Texte du document:
○ ○ ○ ○ ○ ○ ○
LES FORMES DU RESEAU.

  D’après Dimitri Weiss[15] : « le concept de réseau est celui qui rend peut-être le mieux compte des nouvelles réalités organisationnelles, observées avec une attention de plus en plus marquée depuis le second choc pétrolier (…) Il s’agit de rapports de dépendance réciproque étroits, durables et continus, qui permettent la valorisation des complémentarités entre les entreprises participantes et au sein desquels les divers acteurs échangent des ressources et des informations tenant de leur spécialisation, afin d’engendrer, développer et commercialiser des produits et des processus de production ». Le réseau est donc une extension de l’entreprise dont les contours deviennent flous.  

L’externalisation

 Il peut y avoir plusieurs formes de réseaux : une grande entreprise peut décider une restructuration en donnant une réelle autonomie à plusieurs services. Dans ce type de stratégie, plutôt bien vécue, la responsabilité de chaque service est accrue, chacun étant doté de moyens administratifs et logistiques annexes. Une complémentarité peut s’instaurer entre les entités autonomes. Un deuxième style de réseau consiste à externaliser les ressources annexes d’une entreprise qui se recentre sur ses compétences fondamentales. Par exemple, Nike, leader de la chaussure de sport, s’est « recentré » sur la recherche - développement, et le marketing ; au point d’externaliser sa production. Primitivement, Air France intégrait hiérarchiquement des services de restauration, de nettoyage, ainsi que les boutiques Duty Free. Dans le courant des années 80, cette compagnie a externalisé la restauration, le nettoyage, les boutiques Duty Free. Elle a créé des entreprises extérieures dont elle était à la fois l’actionnaire et le client principal. A son tour, l’entreprise Servair assurant la restauration, a externalisé une partie de la cuisine sur Pegorier[16]. Ces externalisations s’opèrent, au moins au départ, par une forte participation au capital des entreprises crées. Cette forme de réseau s’apparente davantage à la stratégie de groupe.  Le jeu de l’externalisation peut être poussé à l’extrême : si le coût d’acquisition et le coût de transaction ne sont pas excessifs on peut imaginer une entreprise qui externalise le conditionnement du produit, une partie ou le tout de sa production, le stockage des matières premières, voire les activités de commercialisation. Bref, l’entreprise acheteuse (entreprise pivot), peut, dans des cas extrêmes être réduite à une équipe d’organisateurs et de coordinateurs faisant appel à un ensemble d’entreprises pour réaliser divers produits en fonction du marché. On nous a cité le cas d’une entreprise cotée en Bourse qui ne comptait que deux employés. Il va sans dire que les cas extrêmes ne sont pas la règle et que ces structures doivent toujours maîtriser les coûts d’achat et de transaction de manière à rester compétitives. En revanche, l’avantage financier, qui résulte du non-investissement, et le potentiel d’adaptation aux aléas du marché, la capacité de reconversion, constituent des avantages économiques certains.
○ ○ ○ ○ ○ ○ ○
Données enregistrées:
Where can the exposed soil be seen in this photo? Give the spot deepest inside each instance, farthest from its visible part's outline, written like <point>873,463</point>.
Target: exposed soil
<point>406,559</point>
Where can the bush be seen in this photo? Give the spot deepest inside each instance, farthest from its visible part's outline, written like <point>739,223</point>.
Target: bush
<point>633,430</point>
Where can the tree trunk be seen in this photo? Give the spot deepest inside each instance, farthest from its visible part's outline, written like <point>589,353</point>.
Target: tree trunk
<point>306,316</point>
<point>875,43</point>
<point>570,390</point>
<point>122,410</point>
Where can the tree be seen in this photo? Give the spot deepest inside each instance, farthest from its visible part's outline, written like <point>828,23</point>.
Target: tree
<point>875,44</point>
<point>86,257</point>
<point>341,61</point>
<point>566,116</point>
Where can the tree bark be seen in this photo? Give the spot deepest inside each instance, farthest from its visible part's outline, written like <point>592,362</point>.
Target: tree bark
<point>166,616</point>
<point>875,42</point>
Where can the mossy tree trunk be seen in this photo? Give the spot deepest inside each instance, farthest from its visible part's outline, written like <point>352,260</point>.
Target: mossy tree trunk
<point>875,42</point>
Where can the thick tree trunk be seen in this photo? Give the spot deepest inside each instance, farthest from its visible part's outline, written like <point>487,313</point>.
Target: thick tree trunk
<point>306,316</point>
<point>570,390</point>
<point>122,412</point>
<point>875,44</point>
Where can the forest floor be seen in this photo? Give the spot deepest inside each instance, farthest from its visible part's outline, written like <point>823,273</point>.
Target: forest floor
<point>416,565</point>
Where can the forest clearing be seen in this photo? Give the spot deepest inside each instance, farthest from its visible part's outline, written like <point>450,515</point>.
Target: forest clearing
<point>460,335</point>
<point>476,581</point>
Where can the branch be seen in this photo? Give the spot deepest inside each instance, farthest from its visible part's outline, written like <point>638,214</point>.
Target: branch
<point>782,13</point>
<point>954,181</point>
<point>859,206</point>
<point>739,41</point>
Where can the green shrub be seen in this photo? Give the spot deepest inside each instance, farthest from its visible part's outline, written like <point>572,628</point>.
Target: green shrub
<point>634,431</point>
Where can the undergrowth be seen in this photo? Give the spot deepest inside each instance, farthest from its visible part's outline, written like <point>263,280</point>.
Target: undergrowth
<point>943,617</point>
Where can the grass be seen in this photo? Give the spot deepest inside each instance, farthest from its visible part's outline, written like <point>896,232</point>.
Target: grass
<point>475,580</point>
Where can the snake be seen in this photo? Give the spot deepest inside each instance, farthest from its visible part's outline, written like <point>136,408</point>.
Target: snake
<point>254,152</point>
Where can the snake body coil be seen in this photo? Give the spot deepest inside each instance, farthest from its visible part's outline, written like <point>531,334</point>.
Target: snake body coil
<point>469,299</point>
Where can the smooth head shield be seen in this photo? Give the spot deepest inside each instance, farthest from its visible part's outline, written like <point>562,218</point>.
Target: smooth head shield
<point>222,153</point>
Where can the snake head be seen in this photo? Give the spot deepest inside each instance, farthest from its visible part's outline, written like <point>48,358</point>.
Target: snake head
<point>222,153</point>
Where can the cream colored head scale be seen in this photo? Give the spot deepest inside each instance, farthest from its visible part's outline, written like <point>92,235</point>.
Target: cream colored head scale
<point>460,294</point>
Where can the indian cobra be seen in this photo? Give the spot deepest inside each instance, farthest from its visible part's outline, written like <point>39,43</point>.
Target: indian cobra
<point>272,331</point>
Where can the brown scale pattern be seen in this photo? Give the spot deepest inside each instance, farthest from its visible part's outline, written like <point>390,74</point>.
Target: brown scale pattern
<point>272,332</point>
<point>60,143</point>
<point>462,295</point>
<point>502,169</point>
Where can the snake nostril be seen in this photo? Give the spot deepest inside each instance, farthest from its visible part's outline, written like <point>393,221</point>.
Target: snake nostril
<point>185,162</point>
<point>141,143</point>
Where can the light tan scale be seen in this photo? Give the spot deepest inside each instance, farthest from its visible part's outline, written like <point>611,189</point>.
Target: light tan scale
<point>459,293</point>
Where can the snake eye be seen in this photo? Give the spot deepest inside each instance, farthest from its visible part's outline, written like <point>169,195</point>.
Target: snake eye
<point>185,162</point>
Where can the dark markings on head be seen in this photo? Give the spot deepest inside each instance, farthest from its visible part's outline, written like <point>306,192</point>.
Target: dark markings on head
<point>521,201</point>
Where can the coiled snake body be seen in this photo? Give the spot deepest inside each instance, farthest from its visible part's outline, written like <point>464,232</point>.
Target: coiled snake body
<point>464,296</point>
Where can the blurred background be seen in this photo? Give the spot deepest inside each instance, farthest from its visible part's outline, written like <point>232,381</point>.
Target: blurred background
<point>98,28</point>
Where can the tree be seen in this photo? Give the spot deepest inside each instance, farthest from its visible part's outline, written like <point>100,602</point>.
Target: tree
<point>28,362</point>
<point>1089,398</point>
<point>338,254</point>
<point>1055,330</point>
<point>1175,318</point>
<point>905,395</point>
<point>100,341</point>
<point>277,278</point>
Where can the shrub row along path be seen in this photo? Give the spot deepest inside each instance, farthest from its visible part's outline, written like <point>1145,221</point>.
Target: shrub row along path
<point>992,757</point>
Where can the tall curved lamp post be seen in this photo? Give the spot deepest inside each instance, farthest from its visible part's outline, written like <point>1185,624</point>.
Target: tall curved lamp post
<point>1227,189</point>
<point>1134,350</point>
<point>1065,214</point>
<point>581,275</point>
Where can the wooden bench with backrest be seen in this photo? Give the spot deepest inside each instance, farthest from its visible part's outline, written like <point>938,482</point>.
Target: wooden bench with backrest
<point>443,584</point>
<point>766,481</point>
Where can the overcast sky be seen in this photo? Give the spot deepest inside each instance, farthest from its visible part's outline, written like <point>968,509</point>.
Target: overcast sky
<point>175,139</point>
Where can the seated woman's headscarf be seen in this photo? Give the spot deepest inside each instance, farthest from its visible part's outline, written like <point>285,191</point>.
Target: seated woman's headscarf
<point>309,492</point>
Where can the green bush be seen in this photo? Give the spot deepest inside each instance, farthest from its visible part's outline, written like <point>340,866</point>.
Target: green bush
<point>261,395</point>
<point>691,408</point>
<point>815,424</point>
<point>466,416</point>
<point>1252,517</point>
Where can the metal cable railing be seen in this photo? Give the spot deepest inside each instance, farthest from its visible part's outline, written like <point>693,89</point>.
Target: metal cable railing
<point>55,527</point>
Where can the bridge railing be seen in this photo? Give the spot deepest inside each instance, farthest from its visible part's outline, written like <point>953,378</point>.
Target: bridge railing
○ ○ ○ ○ ○ ○ ○
Travail demandé: D'après le texte du document, quelles activités Air France a-t-elle externalisées dans le courant des années 80 ?

Tâche accomplie: La restauration, le nettoyage et les boutiques Duty Free.